_PROVIDED PASSAGE_
--*--
Friday, 21 October 2016

July and August 2016

I have neglected my blog, thought about it often, planned entries in my mind and then life moves on and time flies by. Such is summer.
My new home feels like home at last and that is a wonderful and a long sought for feeling. There have been lots of temporary stops on the way, many adventures and all sorts of encounters. I've developed the ability, as we often have to do, of being able to cope with inordinate amounts of stress by continually calling on the extraordinary innate drive that we all have and then searching for the silver lining in every situation, discovering much happiness, peace, contentment and a certain joie de vivre in unexpected places. Sometimes those silver linings are pure gold.
Settling in initially also held an extended period of total physical exhaustion. The search and the long journey over led to an unexpected enforced hibernation. Everything slowed down and a deep recovery began. It seemed as if I had run out of adrenaline and all of my vim. I could nothing other than sleep and rise once a day to make leek and potato soup. Perhaps if I were Jewish it would have been chicken. I craved salt and absolutely no sugar. My body dictated the rules. I have a deep respect for the intelligence of the body. Some people say that the body is our slave, if this is so then I've given my slave its freedom and we are now very good friends.
--*--
Labeled-object pointing items

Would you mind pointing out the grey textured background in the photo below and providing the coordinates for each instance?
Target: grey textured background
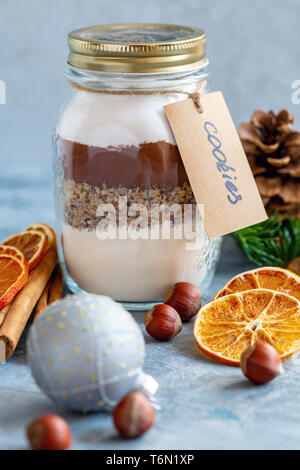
(253, 47)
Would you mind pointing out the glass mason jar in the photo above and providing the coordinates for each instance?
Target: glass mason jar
(123, 198)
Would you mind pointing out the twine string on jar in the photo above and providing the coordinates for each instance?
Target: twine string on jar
(195, 96)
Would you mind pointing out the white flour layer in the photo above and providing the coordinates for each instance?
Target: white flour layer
(130, 270)
(102, 120)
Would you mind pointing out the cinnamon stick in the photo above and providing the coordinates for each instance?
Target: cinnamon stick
(3, 313)
(52, 292)
(23, 304)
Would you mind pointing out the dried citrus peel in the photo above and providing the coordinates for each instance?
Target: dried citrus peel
(224, 328)
(13, 276)
(277, 279)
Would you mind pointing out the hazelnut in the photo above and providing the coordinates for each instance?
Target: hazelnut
(134, 415)
(163, 322)
(185, 298)
(49, 432)
(261, 363)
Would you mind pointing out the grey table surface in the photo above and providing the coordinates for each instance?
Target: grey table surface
(204, 405)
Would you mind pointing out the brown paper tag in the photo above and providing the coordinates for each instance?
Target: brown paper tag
(216, 164)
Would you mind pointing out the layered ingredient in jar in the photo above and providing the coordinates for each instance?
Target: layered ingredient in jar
(121, 146)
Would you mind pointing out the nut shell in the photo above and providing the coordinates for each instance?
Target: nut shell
(261, 363)
(49, 432)
(134, 415)
(163, 322)
(185, 298)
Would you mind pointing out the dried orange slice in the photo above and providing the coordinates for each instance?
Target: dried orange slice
(13, 276)
(225, 327)
(46, 230)
(278, 279)
(31, 243)
(13, 251)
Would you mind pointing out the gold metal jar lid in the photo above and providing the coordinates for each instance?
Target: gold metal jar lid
(137, 48)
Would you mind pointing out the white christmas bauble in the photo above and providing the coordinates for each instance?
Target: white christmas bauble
(86, 352)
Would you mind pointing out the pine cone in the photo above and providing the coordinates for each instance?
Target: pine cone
(272, 147)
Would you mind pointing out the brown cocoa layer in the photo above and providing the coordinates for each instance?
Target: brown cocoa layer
(81, 200)
(149, 164)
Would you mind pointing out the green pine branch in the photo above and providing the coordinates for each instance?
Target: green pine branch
(271, 243)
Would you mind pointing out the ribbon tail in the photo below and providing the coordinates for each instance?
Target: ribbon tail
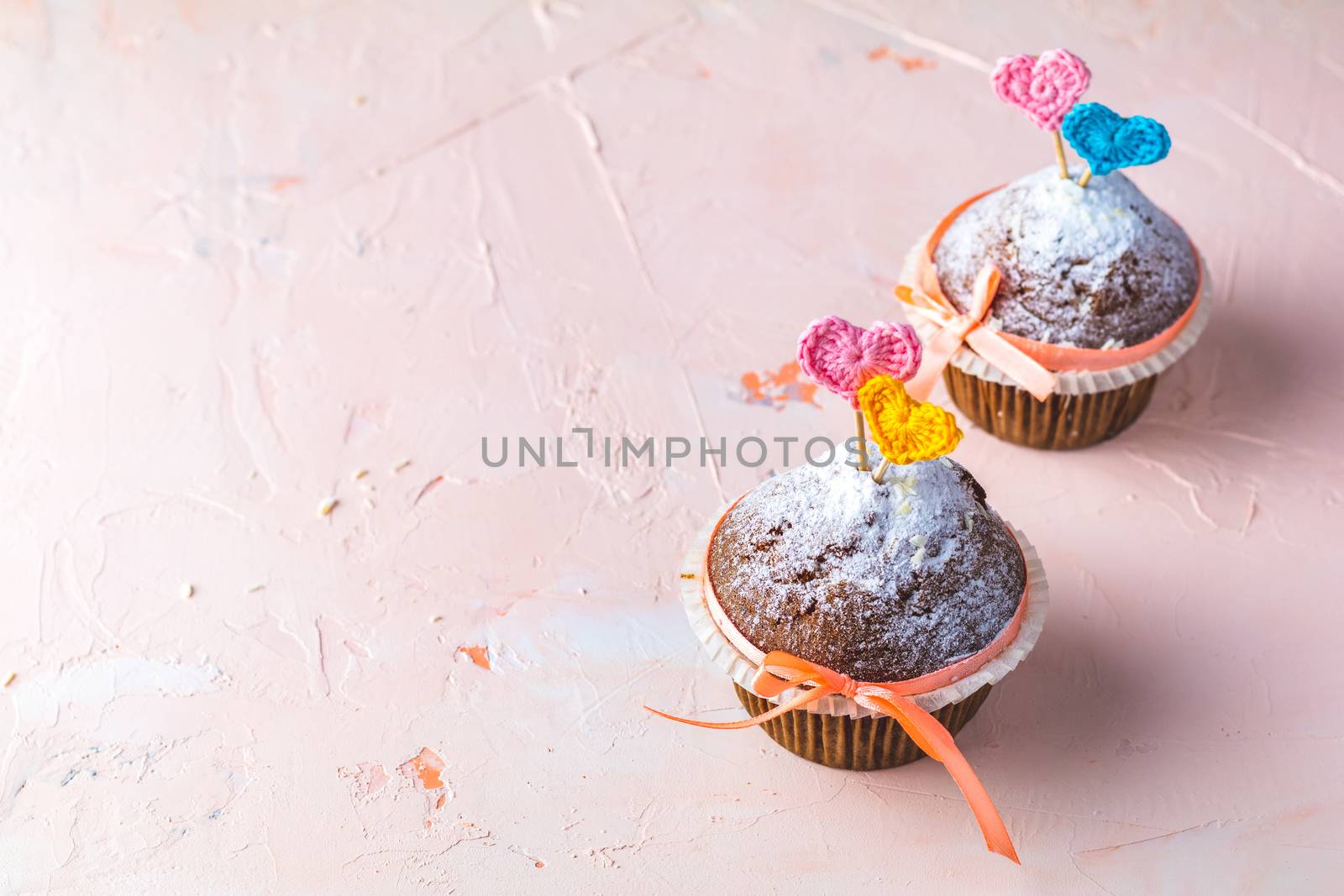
(937, 354)
(929, 734)
(801, 700)
(1025, 369)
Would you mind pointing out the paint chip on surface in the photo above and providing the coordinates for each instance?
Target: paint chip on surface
(479, 654)
(776, 389)
(423, 768)
(907, 63)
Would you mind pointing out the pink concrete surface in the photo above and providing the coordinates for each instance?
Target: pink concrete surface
(250, 249)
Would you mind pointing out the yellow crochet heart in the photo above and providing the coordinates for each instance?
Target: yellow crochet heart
(906, 430)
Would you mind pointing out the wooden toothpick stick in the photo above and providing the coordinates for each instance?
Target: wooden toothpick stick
(864, 441)
(1059, 156)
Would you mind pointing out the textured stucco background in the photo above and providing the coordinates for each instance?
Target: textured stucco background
(249, 249)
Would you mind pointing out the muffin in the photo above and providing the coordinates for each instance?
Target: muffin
(1099, 285)
(879, 582)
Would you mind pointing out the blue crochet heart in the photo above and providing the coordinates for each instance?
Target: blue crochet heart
(1109, 141)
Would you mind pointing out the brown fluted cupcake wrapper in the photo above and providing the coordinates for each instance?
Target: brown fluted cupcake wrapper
(860, 745)
(1061, 422)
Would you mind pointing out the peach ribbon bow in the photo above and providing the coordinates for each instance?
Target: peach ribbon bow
(780, 672)
(953, 328)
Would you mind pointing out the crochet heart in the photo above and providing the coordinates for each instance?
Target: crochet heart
(1046, 89)
(1109, 141)
(906, 430)
(842, 356)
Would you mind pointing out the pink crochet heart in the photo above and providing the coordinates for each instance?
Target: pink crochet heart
(842, 356)
(1046, 89)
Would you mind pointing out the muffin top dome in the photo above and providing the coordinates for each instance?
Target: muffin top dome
(1095, 268)
(878, 582)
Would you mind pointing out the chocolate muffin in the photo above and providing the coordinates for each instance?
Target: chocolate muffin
(880, 582)
(1095, 268)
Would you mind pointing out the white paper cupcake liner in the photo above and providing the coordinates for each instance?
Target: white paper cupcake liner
(743, 668)
(1074, 382)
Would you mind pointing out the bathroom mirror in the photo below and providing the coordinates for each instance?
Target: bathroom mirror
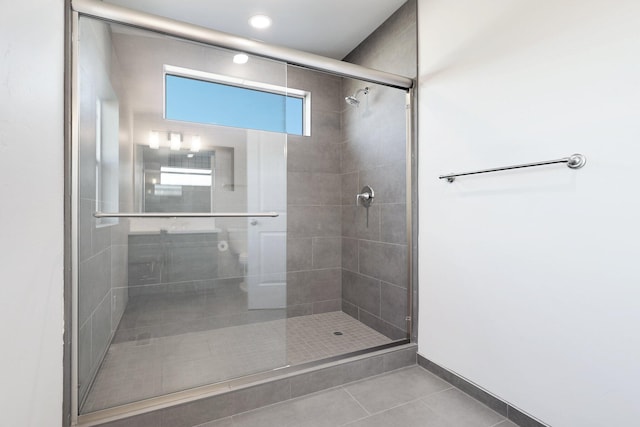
(183, 180)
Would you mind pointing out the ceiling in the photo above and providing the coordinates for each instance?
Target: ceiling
(325, 27)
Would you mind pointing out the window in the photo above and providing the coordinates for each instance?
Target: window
(195, 96)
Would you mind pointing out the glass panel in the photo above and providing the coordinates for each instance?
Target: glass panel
(168, 304)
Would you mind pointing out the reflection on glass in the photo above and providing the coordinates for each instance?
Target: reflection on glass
(177, 181)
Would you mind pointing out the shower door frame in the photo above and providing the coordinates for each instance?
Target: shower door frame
(74, 9)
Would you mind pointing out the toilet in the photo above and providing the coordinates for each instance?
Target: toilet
(238, 244)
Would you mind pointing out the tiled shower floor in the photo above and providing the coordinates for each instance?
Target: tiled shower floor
(142, 362)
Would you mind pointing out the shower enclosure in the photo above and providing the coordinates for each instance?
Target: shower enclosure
(221, 223)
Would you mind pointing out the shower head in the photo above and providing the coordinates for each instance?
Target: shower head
(353, 99)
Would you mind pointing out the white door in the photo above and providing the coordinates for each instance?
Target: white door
(267, 237)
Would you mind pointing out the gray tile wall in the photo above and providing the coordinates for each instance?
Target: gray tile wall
(314, 212)
(102, 249)
(374, 258)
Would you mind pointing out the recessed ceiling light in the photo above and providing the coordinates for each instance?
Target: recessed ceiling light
(260, 21)
(241, 58)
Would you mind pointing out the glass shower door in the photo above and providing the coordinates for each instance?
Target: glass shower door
(181, 215)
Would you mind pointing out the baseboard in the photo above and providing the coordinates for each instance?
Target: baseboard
(500, 406)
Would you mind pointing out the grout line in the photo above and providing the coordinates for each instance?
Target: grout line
(356, 400)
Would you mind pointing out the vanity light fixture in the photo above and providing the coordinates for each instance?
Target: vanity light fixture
(154, 140)
(175, 141)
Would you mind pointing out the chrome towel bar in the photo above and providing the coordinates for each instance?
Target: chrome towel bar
(575, 161)
(185, 215)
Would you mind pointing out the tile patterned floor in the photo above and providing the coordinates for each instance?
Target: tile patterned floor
(408, 397)
(152, 365)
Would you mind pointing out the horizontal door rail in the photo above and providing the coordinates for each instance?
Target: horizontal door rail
(186, 215)
(575, 161)
(118, 14)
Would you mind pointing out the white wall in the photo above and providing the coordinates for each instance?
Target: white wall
(31, 213)
(529, 280)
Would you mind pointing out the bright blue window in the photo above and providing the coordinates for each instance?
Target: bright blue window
(192, 100)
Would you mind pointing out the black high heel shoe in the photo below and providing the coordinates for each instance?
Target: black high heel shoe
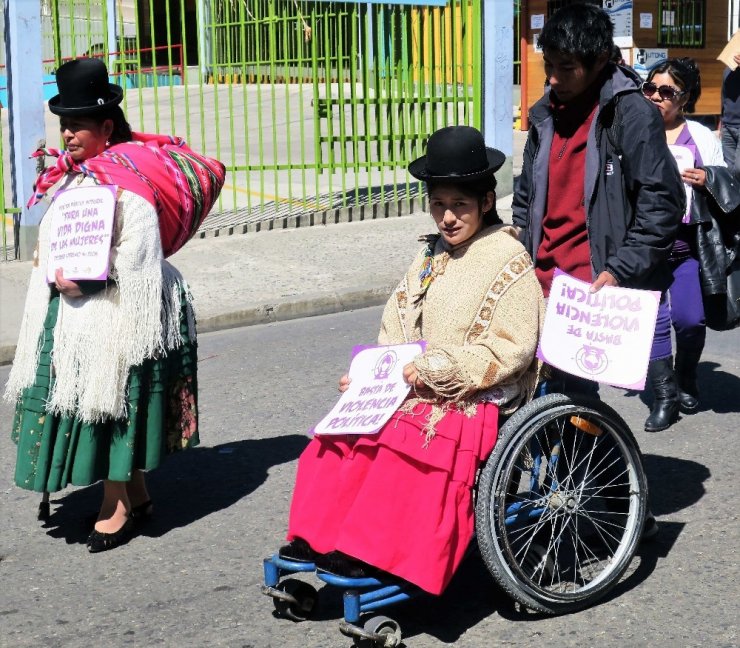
(98, 541)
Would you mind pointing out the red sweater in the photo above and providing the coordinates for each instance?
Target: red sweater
(564, 236)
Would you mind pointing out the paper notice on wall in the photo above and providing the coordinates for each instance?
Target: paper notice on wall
(537, 21)
(646, 21)
(620, 12)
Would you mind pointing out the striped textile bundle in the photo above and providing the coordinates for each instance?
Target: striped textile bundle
(182, 185)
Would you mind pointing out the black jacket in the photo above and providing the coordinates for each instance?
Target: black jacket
(718, 230)
(633, 192)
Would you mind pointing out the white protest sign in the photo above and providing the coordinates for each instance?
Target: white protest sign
(376, 390)
(81, 227)
(685, 160)
(603, 336)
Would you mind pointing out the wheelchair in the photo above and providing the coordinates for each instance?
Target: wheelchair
(560, 508)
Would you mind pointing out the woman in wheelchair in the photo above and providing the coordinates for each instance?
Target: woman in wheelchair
(401, 501)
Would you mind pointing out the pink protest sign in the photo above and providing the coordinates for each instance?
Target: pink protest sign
(81, 227)
(376, 391)
(603, 336)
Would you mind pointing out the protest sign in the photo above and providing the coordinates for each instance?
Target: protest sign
(604, 336)
(81, 227)
(684, 155)
(376, 390)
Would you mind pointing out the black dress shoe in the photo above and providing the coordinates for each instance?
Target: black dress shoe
(98, 541)
(340, 564)
(141, 513)
(298, 550)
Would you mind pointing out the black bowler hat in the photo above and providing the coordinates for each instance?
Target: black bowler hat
(456, 153)
(84, 88)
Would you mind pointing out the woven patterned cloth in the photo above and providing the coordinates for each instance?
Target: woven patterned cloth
(181, 184)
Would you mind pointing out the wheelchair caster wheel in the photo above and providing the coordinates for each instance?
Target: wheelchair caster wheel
(298, 599)
(380, 632)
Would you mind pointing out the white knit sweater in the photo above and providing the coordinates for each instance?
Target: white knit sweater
(481, 318)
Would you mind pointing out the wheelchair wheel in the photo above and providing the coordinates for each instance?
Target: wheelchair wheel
(561, 503)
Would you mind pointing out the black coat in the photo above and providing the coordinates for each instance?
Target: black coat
(633, 191)
(716, 210)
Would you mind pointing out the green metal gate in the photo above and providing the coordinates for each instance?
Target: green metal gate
(312, 106)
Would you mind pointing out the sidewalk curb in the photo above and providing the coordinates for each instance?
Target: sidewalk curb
(275, 312)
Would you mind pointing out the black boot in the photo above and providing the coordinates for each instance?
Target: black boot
(665, 391)
(688, 391)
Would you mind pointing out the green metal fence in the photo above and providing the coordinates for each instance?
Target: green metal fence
(312, 106)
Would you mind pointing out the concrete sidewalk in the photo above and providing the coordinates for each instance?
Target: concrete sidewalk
(268, 276)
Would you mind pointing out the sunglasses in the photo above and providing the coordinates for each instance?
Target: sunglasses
(666, 92)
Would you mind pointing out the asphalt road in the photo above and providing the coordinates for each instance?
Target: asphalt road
(192, 578)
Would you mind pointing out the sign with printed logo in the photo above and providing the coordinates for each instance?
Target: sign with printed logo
(81, 229)
(604, 336)
(376, 390)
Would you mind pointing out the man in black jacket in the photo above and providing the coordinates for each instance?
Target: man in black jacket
(600, 195)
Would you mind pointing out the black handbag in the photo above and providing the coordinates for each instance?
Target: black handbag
(722, 311)
(718, 242)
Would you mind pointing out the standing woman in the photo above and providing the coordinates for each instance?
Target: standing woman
(105, 375)
(674, 87)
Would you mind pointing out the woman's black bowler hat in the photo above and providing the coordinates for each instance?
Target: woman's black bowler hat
(84, 88)
(456, 153)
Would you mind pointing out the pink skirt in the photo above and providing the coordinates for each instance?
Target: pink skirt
(389, 501)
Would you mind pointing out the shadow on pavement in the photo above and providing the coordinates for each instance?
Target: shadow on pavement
(473, 595)
(188, 486)
(674, 484)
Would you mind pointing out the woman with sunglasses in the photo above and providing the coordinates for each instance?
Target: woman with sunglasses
(674, 87)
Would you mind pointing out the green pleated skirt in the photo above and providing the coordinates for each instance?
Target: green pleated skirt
(55, 451)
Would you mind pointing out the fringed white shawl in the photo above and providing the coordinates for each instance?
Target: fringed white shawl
(98, 338)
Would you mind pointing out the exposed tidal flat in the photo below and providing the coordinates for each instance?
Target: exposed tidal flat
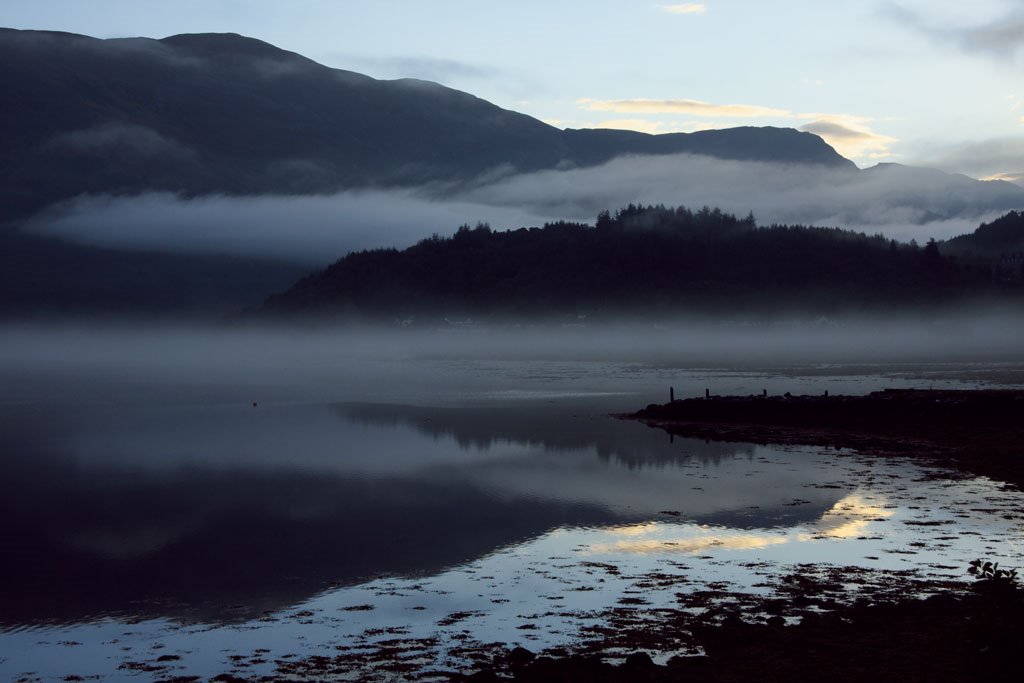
(192, 503)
--*--
_THE PROBLEM_
Would you write out, word for word, the stretch of the blog entry from "July and August" through "are pure gold."? These items were drawn from a separate source.

_CORRECT RESULT_
July and August 2016

I have neglected my blog, thought about it often, planned entries in my mind and then life moves on and time flies by. Such is summer.
My new home feels like home at last and that is a wonderful and a long sought for feeling. There have been lots of temporary stops on the way, many adventures and all sorts of encounters. I've developed the ability, as we often have to do, of being able to cope with inordinate amounts of stress by continually calling on the extraordinary innate drive that we all have and then searching for the silver lining in every situation, discovering much happiness, peace, contentment and a certain joie de vivre in unexpected places. Sometimes those silver linings are pure gold.